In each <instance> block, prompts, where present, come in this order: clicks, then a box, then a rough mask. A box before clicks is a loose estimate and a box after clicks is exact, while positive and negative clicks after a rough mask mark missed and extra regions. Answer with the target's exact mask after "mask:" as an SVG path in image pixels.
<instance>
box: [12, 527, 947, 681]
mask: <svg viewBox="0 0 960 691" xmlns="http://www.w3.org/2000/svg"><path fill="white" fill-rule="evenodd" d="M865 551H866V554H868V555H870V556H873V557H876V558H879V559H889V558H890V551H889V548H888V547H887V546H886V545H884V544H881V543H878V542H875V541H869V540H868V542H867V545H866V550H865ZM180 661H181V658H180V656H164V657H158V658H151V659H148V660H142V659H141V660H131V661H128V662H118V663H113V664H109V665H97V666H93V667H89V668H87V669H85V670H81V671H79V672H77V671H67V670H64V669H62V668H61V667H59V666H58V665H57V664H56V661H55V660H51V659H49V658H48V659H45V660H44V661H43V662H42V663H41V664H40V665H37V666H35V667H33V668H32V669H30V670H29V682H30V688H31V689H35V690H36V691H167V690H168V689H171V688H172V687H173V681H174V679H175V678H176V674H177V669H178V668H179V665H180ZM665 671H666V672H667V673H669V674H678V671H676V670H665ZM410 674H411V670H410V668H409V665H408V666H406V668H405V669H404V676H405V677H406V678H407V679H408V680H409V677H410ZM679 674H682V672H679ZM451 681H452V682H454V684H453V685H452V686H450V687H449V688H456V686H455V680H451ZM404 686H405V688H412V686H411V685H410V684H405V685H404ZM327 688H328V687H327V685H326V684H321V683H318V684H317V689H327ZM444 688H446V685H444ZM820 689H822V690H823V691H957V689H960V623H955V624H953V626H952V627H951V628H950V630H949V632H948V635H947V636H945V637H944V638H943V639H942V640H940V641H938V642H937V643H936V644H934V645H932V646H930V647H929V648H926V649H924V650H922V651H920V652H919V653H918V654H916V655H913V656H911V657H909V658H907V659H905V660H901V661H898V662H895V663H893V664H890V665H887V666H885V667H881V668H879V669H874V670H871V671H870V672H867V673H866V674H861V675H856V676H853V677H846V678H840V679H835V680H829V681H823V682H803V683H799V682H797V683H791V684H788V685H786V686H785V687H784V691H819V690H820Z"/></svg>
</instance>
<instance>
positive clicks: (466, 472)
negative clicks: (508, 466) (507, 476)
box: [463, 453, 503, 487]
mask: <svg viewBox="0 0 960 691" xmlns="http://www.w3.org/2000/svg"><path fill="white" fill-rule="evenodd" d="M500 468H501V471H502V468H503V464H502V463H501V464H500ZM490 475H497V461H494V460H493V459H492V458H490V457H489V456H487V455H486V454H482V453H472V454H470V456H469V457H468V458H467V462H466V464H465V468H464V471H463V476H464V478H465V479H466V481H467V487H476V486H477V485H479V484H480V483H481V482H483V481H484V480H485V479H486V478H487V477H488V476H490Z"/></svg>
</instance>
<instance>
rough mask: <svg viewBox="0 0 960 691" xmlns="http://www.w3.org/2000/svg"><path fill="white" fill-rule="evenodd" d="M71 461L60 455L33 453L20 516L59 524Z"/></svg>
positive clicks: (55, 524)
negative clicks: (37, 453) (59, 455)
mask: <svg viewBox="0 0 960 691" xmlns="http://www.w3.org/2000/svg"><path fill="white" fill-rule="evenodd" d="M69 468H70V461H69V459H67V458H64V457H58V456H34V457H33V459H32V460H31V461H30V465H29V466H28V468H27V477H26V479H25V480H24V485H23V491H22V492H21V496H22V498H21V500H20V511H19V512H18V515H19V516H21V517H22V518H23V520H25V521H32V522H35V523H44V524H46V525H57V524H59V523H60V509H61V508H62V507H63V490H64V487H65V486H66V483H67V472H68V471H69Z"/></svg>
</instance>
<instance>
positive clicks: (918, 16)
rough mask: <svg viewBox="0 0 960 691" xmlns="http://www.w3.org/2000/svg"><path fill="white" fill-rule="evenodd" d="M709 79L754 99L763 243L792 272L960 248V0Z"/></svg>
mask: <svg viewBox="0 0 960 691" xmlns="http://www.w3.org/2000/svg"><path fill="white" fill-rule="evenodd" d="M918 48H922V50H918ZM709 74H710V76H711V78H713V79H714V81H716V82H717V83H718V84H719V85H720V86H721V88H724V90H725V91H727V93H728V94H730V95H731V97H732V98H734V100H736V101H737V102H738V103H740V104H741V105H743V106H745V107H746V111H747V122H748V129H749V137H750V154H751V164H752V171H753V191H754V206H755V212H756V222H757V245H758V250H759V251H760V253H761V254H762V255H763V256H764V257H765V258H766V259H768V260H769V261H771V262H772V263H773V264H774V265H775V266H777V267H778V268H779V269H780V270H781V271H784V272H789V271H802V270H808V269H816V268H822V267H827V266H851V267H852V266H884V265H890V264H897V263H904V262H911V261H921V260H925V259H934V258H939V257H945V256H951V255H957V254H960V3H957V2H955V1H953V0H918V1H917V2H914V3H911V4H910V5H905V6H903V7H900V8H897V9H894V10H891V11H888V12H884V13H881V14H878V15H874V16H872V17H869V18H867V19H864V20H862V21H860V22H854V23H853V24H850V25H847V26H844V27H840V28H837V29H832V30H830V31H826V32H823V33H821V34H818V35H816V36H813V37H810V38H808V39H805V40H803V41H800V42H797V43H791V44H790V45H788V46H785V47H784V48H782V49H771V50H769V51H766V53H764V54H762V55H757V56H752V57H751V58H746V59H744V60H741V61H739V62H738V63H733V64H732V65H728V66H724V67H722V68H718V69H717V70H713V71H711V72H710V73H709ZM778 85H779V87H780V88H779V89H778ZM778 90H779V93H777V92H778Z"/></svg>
=======
* [Task statement] Rewrite the listing above with every "rough mask" swapped for "coarse mask", leaving everything else unchanged.

* [Answer to this task]
In each <instance> block, prompts, where present, come in this order: clicks, then a box, then a coarse mask. A box before clicks is a loose estimate and a box after clicks is exact, while positive and negative clicks after a coarse mask mark missed and extra regions. Answer with the target's exact mask after "mask:" as an SVG path in image pixels.
<instance>
box: [12, 527, 947, 681]
mask: <svg viewBox="0 0 960 691" xmlns="http://www.w3.org/2000/svg"><path fill="white" fill-rule="evenodd" d="M865 551H866V554H868V555H870V556H873V557H876V558H879V559H889V558H890V551H889V548H888V547H887V546H886V545H884V544H881V543H878V542H875V541H869V540H868V542H867V545H866V550H865ZM180 661H181V658H180V656H164V657H158V658H151V659H148V660H142V659H141V660H131V661H128V662H118V663H113V664H109V665H97V666H93V667H89V668H87V669H85V670H81V671H79V672H77V671H67V670H64V669H62V668H61V667H59V666H58V665H57V664H56V661H55V660H51V659H49V658H48V659H45V660H44V661H43V662H42V663H41V664H40V665H37V666H35V667H33V668H32V669H30V670H29V682H30V688H31V689H35V690H36V691H167V690H168V689H171V688H172V687H173V681H174V679H175V678H176V674H177V669H178V668H179V665H180ZM665 671H666V672H667V673H669V674H678V671H676V670H665ZM410 674H411V670H410V668H409V665H408V666H406V668H405V669H404V676H405V677H406V678H407V679H408V680H409V677H410ZM679 674H682V672H679ZM451 681H452V682H454V684H453V685H452V686H450V687H449V688H456V686H455V680H451ZM404 686H405V688H412V686H411V685H410V684H405V685H404ZM327 688H328V687H327V685H326V684H321V683H318V684H317V689H327ZM444 688H446V685H444ZM820 689H822V690H823V691H957V689H960V623H955V624H953V626H952V627H951V628H950V630H949V632H948V635H947V636H945V637H944V638H943V639H942V640H940V641H938V642H937V643H936V644H934V645H932V646H930V647H929V648H926V649H924V650H922V651H920V652H919V653H918V654H916V655H913V656H911V657H909V658H907V659H905V660H901V661H898V662H895V663H893V664H890V665H887V666H885V667H881V668H879V669H874V670H871V671H870V672H867V673H866V674H861V675H856V676H853V677H846V678H840V679H835V680H829V681H823V682H803V683H799V682H797V683H791V684H788V685H786V686H785V687H784V691H819V690H820Z"/></svg>
</instance>
<instance>
positive clicks: (466, 472)
negative clicks: (508, 466) (507, 476)
box: [463, 453, 503, 487]
mask: <svg viewBox="0 0 960 691" xmlns="http://www.w3.org/2000/svg"><path fill="white" fill-rule="evenodd" d="M500 468H501V471H502V468H503V464H502V463H501V464H500ZM490 475H497V461H494V460H493V459H492V458H490V457H489V456H487V455H486V454H482V453H472V454H470V456H469V457H468V458H467V462H466V464H465V468H464V471H463V476H464V478H465V479H466V481H467V487H476V486H477V485H479V484H480V483H481V482H483V481H484V480H485V479H486V478H487V477H488V476H490Z"/></svg>
</instance>
<instance>
coarse mask: <svg viewBox="0 0 960 691" xmlns="http://www.w3.org/2000/svg"><path fill="white" fill-rule="evenodd" d="M71 461L60 455L33 453L20 516L59 524Z"/></svg>
positive clicks: (55, 524)
negative clicks: (37, 453) (59, 455)
mask: <svg viewBox="0 0 960 691" xmlns="http://www.w3.org/2000/svg"><path fill="white" fill-rule="evenodd" d="M69 468H70V461H69V459H67V458H64V457H58V456H34V457H33V459H32V460H31V461H30V465H29V466H28V468H27V477H26V479H25V480H24V485H23V491H22V492H21V496H22V498H21V500H20V511H19V512H18V515H19V516H21V517H22V518H23V520H25V521H32V522H35V523H44V524H46V525H57V524H59V523H60V509H61V508H62V507H63V490H64V487H65V486H66V483H67V472H68V471H69Z"/></svg>
</instance>
<instance>
positive clicks: (918, 16)
coarse mask: <svg viewBox="0 0 960 691" xmlns="http://www.w3.org/2000/svg"><path fill="white" fill-rule="evenodd" d="M709 79L754 99L763 243L792 272L960 248V0Z"/></svg>
mask: <svg viewBox="0 0 960 691" xmlns="http://www.w3.org/2000/svg"><path fill="white" fill-rule="evenodd" d="M918 48H922V50H918ZM709 74H710V76H711V78H713V79H714V81H716V82H717V83H718V84H719V85H720V86H721V88H724V90H725V91H727V93H728V94H730V95H731V97H732V98H734V100H736V101H737V102H738V103H740V104H741V105H743V106H745V107H746V111H747V122H748V129H749V137H750V154H751V164H752V171H753V191H754V206H755V212H756V222H757V245H758V250H759V251H760V253H761V254H762V255H763V256H764V257H765V258H766V259H768V260H769V261H771V262H772V263H773V264H774V265H775V266H777V267H778V268H779V269H780V270H781V271H784V272H789V271H802V270H808V269H816V268H822V267H827V266H851V267H852V266H884V265H890V264H897V263H904V262H911V261H921V260H925V259H934V258H939V257H945V256H951V255H957V254H960V3H957V2H955V1H953V0H918V1H917V2H914V3H911V4H910V5H905V6H903V7H900V8H897V9H894V10H891V11H888V12H884V13H881V14H878V15H874V16H872V17H869V18H867V19H864V20H862V21H860V22H854V23H853V24H850V25H847V26H844V27H840V28H837V29H832V30H830V31H826V32H823V33H821V34H818V35H816V36H813V37H810V38H808V39H805V40H803V41H800V42H797V43H791V44H790V45H788V46H785V47H784V48H782V49H771V50H769V51H766V53H764V54H762V55H757V56H752V57H751V58H746V59H744V60H741V61H739V62H738V63H733V64H732V65H728V66H724V67H722V68H718V69H717V70H713V71H711V72H710V73H709ZM778 85H779V87H780V88H779V89H778ZM778 90H779V93H777V92H778Z"/></svg>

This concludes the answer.